## STATED GOAL
Copy out all of the rows below with "Tag every instance" swapped for "Mark each instance" and nothing else changed. Leave the pictures out of your copy.
--- Start of PROVIDED DATA ---
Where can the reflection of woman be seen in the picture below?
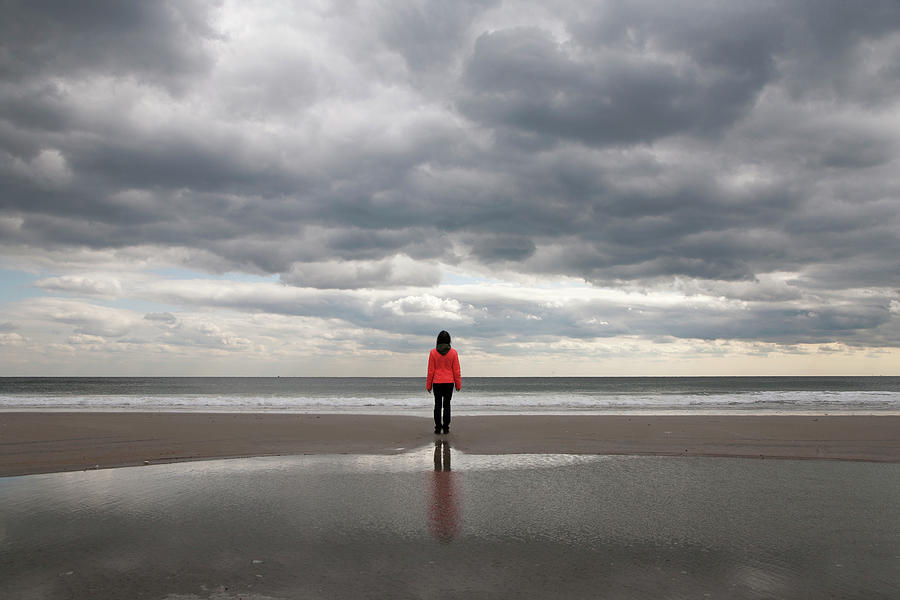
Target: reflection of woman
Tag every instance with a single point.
(444, 501)
(443, 373)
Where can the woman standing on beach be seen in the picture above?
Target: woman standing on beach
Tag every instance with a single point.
(443, 373)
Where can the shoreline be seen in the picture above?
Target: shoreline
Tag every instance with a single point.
(46, 442)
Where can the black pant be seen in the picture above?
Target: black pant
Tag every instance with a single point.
(442, 394)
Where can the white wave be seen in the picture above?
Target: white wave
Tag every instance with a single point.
(774, 400)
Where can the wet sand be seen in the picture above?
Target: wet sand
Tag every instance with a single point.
(50, 442)
(491, 526)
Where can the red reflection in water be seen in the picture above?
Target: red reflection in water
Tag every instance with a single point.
(444, 513)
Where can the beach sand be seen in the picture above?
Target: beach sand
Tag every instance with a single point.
(55, 441)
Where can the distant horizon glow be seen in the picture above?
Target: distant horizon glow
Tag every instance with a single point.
(215, 188)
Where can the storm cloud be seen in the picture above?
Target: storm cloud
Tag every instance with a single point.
(378, 162)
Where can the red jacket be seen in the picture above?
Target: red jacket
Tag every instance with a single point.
(443, 368)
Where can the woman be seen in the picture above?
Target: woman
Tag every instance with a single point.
(443, 372)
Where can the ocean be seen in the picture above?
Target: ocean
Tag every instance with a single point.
(407, 395)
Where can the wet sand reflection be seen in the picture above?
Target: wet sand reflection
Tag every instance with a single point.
(444, 502)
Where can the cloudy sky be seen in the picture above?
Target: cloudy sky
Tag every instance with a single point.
(317, 188)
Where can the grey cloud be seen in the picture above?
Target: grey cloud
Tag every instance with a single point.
(159, 42)
(623, 143)
(429, 33)
(523, 79)
(361, 274)
(166, 318)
--- End of PROVIDED DATA ---
## CORRECT RESPONSE
Where can the reflection of woman be seen in the picture below?
Target: reflection of woman
Mark each instance with a single point.
(444, 501)
(443, 373)
Where can the woman standing on beach be seen in the picture above?
Target: woman standing on beach
Mark each instance with a single point.
(443, 373)
Where can the shoreline be seen in the picture above?
Target: shoreline
Mark each instance with a single point.
(46, 442)
Where can the black pant be seen in the picture above?
Target: black pant
Mark each instance with a single point.
(442, 394)
Where can the white wave be seen in the picture above?
Target: white wave
Mark each instance with a single point.
(774, 400)
Where can the wet sand be seen in the picture above?
Target: wet sand
Mark each instance with a single point.
(50, 442)
(491, 526)
Where can the red reflection in water be seen in the picture above?
Target: red reflection in water
Mark each instance with a single point.
(444, 513)
Where can the beach sand be seen in the picture above?
Target: beach sand
Mark each instance with a single point.
(55, 441)
Where can the distant horizon glow be seen in the picture above?
Target: distant horizon glow
Mark each instance with a single point.
(215, 188)
Where can the storm cloud be seen in the picture above?
Target: storm cloud
Mark each instance with a single point.
(378, 162)
Where can the red jacket be seen in the picture above?
Target: red jacket
Mark each instance with a single point.
(443, 368)
Where can the woman be seen in the picture above?
Target: woman
Mark each instance with a single point.
(443, 372)
Where can the ocean be seen in the picture above?
Target: ocean
Mark each instance with a single point.
(407, 395)
Where can the wet sand reflection be seen in the picture above?
Target: wet sand reflection
Mark each instance with a single point.
(444, 502)
Where can the cloudy sky be seen in the picture above?
Target: cloudy sky
Mark each instance with a single point.
(317, 188)
Where can the grey cloud be seen in the picture above?
Target: grey cloud
Mark each instance with a single point.
(159, 42)
(623, 143)
(429, 33)
(523, 79)
(361, 274)
(166, 318)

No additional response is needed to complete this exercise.